▸ Assignment
Would you find each line in the entries below with the string "dark" and copy it?

▸ Records for this exercise
- - - -
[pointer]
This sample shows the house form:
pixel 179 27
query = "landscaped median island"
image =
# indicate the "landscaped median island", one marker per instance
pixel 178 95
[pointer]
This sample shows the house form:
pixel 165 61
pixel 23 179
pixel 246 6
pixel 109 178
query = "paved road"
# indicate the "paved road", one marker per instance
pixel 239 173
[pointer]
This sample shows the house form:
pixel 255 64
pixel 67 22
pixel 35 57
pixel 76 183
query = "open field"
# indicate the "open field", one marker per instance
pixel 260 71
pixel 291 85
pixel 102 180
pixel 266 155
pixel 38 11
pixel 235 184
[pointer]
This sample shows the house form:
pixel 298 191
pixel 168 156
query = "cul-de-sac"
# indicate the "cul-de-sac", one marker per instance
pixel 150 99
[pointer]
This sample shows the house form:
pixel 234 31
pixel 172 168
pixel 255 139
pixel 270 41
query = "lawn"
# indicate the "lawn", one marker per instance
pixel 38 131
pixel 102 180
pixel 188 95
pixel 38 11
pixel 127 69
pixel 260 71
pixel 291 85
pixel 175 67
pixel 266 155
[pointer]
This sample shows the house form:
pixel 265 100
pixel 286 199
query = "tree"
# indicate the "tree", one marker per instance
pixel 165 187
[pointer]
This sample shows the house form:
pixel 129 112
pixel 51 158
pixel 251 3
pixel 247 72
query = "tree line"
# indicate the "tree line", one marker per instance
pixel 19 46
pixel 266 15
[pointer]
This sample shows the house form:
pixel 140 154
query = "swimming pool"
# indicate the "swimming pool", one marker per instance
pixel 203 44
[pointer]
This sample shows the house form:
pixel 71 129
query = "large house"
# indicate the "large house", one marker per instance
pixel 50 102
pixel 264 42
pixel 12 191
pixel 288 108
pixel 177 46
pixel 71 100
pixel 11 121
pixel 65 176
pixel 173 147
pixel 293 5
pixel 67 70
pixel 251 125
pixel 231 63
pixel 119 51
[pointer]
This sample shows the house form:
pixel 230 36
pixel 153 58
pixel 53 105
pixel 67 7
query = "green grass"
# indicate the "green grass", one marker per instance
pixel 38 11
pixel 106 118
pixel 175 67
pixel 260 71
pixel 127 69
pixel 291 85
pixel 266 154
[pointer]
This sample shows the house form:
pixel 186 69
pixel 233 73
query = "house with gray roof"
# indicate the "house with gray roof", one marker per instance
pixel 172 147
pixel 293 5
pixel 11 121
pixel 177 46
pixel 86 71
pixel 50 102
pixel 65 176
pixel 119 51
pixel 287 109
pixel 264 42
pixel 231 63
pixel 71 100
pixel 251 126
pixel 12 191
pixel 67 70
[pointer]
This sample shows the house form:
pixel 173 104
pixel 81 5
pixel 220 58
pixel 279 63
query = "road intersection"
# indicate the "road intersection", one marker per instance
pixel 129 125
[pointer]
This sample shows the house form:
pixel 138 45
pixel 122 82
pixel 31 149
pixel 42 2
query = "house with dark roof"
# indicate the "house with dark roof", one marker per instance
- - - -
▸ Answer space
query = "house with dark roof"
# indicate the "house with dark roof", one marker per instance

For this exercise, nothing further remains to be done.